**Text passage**
+++
All prospective investors in the Notes should consult their own tax advisors concerning the application of the CPDI Regulations to their investment in the Notes. Investors in the Notes may also obtain the projected payment schedule, as determined by ML&Co. for purposes of applying the CPDI Regulations to the Notes, by submitting a written request for that information to Merrill Lynch & Co., Inc., Corporate Secretary’s Office, 222 Broadway, 17th Floor, New York, New York 10038, (212) 670-0432, corporatesecretary@exchange.ml.com.

The projected payment schedule (including both the Projected Redemption Amount and the estimated yield on the Notes) has been determined solely for United States federal income tax purposes (i.e., for purposes of applying the CPDI Regulations to the Notes), and is neither a prediction nor a guarantee of what the Actual Redemption Amount will be, or that the Actual Redemption Amount will even exceed $9.50 per unit of the Notes.

The following table sets forth the amount of interest that will be deemed to accrue with respect to each Note during each accrual period over the term of the Notes based upon the projected payment schedule for the Notes (including both the Projected Redemption Amount and the estimated yield equal to 5.72% per annum (compounded semi-annually)) as determined by ML&Co. for purposes of applying the CPDI Regulations to the Notes:

 

Accrual Period

   Interest deemed
to accrue on
Notes during
accrual period
(per unit of the
Notes)
   Total interest
deemed to have
accrued on Notes
as of end of
accrual period
(per unit of the
Notes)

June 18, 2008 through December 18, 2008

   $0.2866    $0.2866

December 19, 2008 through June 18, 2009

   $0.2941    $0.5807

June 19, 2009 through December 18, 2009

   $0.3024    $0.8831

December 19, 2009 through June 18, 2010

   $0.3111    $1.1942

June 19, 2010 through December 30, 2010

   $0.3200    $1.5142

Projected Redemption Amount = $11.5142 per unit of the Notes.
+++
**Listing**
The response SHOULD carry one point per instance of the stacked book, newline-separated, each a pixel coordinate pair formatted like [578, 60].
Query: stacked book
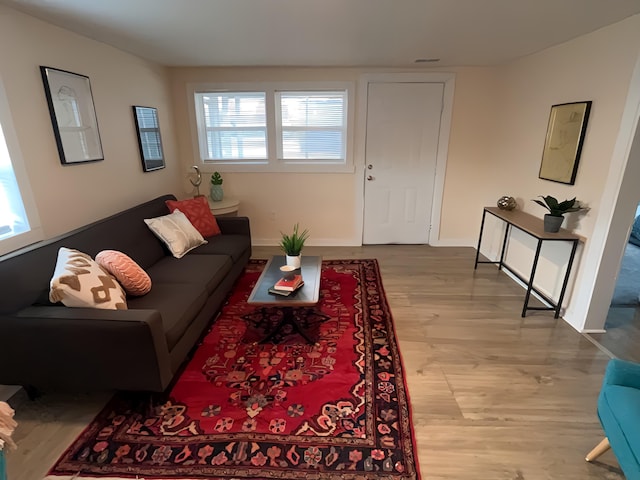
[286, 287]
+++
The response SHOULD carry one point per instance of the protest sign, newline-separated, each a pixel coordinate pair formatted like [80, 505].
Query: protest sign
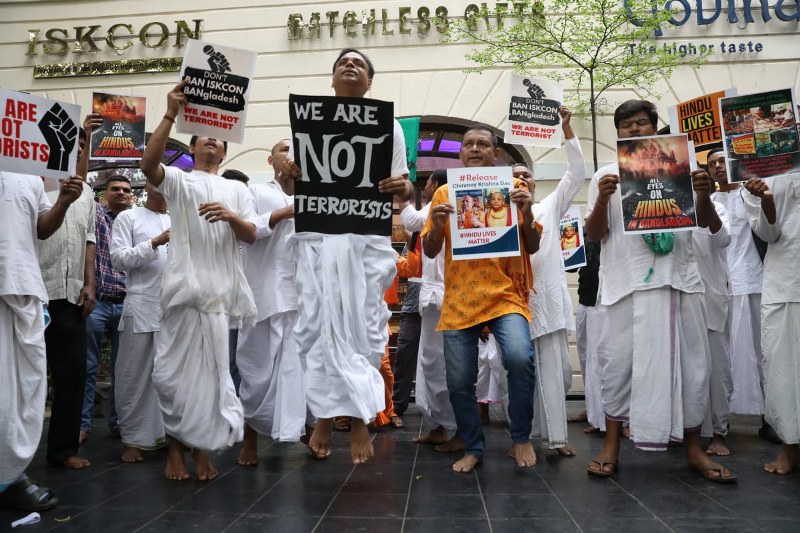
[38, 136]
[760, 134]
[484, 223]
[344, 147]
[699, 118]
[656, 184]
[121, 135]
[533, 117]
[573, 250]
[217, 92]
+++
**What to do**
a - According to the passage on the Notes, what estimated yield was used to build the projected payment schedule?
b - Count the lines of the listing that contain the string "stacked", treating case as significant. Give only the number.

**Answers in order**
a - 5.72% per annum, compounded semi-annually.

b - 2